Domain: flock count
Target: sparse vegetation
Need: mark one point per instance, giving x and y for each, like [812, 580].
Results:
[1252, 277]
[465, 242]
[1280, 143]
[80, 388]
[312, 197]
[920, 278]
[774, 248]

※

WORK TO DO
Can you write out the data above line for line, without changing anything?

PROBLEM SOLUTION
Domain: flock count
Target: sparse vegetation
Need: mark one point per instance, giving x and y for each, like [812, 580].
Results:
[1252, 277]
[465, 242]
[1280, 143]
[80, 388]
[312, 197]
[920, 278]
[774, 248]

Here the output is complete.